** Given problem **
Starting at the line that contains "Expected: for every instance of the front bumper" and ending at the last line of the records below, put those lines into a numbered list, leaving out any blank lines.

** Dataset records **

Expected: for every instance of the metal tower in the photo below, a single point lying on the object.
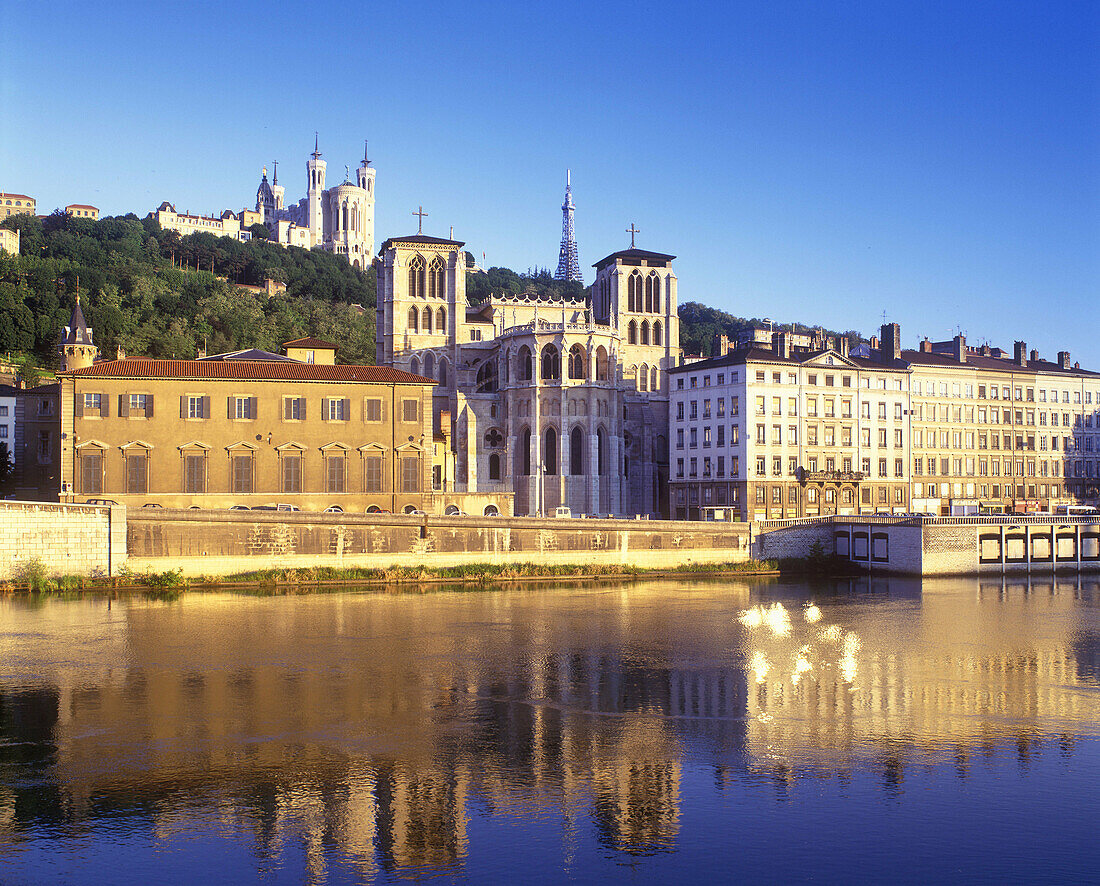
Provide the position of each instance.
(569, 265)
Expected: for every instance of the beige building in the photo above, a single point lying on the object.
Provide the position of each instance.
(83, 210)
(9, 241)
(787, 431)
(15, 205)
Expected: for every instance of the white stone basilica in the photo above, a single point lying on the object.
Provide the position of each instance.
(339, 219)
(562, 403)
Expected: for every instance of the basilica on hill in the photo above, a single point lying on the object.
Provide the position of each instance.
(557, 402)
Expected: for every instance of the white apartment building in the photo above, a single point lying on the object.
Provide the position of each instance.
(783, 431)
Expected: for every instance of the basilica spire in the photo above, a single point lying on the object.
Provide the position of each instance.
(569, 264)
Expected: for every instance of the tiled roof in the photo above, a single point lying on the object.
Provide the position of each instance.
(420, 238)
(310, 342)
(146, 368)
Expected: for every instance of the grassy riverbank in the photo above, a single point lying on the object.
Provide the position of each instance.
(169, 583)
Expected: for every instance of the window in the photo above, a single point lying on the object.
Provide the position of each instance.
(336, 472)
(372, 473)
(242, 407)
(195, 473)
(91, 471)
(292, 472)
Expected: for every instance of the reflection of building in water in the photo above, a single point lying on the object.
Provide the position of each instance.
(967, 671)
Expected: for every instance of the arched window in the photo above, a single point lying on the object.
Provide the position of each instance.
(436, 279)
(486, 378)
(576, 451)
(524, 365)
(550, 452)
(601, 363)
(551, 363)
(416, 277)
(576, 362)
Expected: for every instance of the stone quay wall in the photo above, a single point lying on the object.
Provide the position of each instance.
(218, 543)
(74, 539)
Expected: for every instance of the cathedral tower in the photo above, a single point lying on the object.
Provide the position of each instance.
(76, 348)
(315, 192)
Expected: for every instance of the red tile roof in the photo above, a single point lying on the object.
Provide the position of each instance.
(310, 342)
(146, 368)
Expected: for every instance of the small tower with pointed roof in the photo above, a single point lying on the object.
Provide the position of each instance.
(77, 349)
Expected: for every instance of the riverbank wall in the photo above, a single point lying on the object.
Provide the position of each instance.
(220, 543)
(77, 539)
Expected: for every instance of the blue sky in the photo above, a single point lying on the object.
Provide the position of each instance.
(812, 161)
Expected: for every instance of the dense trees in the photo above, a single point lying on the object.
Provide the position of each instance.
(155, 293)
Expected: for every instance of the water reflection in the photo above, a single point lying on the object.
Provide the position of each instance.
(373, 732)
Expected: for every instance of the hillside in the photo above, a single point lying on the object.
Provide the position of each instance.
(140, 288)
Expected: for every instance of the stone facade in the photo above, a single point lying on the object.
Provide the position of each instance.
(562, 402)
(67, 539)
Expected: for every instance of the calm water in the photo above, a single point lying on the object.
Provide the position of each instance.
(657, 732)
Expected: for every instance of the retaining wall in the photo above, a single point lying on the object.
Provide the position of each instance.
(226, 542)
(76, 539)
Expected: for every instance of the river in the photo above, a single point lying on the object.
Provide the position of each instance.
(701, 730)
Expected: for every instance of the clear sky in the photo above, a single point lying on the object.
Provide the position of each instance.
(812, 161)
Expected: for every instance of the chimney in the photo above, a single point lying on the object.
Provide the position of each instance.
(958, 349)
(781, 343)
(891, 342)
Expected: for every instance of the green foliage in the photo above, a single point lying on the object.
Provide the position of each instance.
(700, 325)
(162, 295)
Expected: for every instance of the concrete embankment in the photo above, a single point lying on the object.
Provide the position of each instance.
(220, 543)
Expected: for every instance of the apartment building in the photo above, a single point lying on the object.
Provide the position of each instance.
(789, 431)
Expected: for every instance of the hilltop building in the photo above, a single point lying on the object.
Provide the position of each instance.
(562, 402)
(339, 219)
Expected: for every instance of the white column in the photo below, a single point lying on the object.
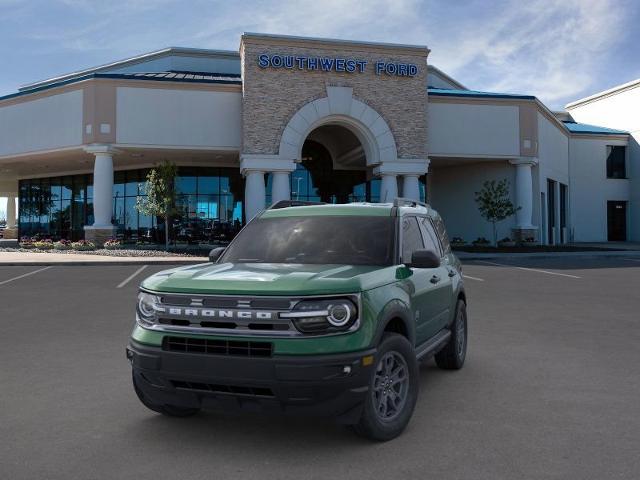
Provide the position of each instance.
(524, 192)
(411, 187)
(103, 189)
(280, 189)
(11, 211)
(388, 188)
(254, 193)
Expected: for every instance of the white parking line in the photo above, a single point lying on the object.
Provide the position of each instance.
(25, 275)
(131, 277)
(529, 269)
(474, 278)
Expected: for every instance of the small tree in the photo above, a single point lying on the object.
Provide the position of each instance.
(160, 197)
(494, 203)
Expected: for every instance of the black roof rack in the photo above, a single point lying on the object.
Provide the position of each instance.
(293, 203)
(408, 202)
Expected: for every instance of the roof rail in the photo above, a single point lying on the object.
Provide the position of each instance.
(408, 202)
(293, 203)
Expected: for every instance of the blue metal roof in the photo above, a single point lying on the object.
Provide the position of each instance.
(444, 92)
(172, 76)
(575, 127)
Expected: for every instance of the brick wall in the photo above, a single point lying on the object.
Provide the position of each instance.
(271, 96)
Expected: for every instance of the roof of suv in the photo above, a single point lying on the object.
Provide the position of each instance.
(346, 209)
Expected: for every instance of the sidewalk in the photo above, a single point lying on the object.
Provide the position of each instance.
(45, 259)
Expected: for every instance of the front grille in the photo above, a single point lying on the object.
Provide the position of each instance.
(228, 389)
(217, 347)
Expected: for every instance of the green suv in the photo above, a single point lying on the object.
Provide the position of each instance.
(313, 309)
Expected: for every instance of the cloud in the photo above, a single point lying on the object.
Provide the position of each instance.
(558, 50)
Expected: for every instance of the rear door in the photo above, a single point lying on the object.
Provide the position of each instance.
(421, 285)
(441, 281)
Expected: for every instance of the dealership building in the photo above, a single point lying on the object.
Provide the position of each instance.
(310, 119)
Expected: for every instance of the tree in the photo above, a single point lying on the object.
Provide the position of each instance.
(160, 193)
(494, 203)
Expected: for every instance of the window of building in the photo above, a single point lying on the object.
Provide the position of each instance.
(411, 238)
(616, 161)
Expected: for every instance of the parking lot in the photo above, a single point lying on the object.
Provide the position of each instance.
(551, 387)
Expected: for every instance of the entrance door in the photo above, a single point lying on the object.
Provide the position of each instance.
(617, 221)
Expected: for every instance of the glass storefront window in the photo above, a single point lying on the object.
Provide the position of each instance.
(209, 203)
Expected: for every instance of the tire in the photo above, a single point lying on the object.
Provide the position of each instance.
(384, 415)
(168, 410)
(452, 356)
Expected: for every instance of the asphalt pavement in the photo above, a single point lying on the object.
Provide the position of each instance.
(550, 390)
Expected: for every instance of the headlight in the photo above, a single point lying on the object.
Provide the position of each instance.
(323, 315)
(146, 308)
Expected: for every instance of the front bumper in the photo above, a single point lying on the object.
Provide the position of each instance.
(326, 385)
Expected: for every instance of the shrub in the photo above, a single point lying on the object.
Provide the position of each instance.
(26, 242)
(83, 245)
(112, 244)
(43, 244)
(62, 245)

** Exercise solution **
1. Expected: for every instance of the front bumper in the photo above, a single point lying on the object.
2. Provide the position of each instance.
3. (326, 385)
4. Expected: for every instance of the shrub in the photo above, a single point lying on the object.
5. Provide the position of each instance.
6. (26, 242)
7. (83, 245)
8. (112, 244)
9. (43, 244)
10. (62, 245)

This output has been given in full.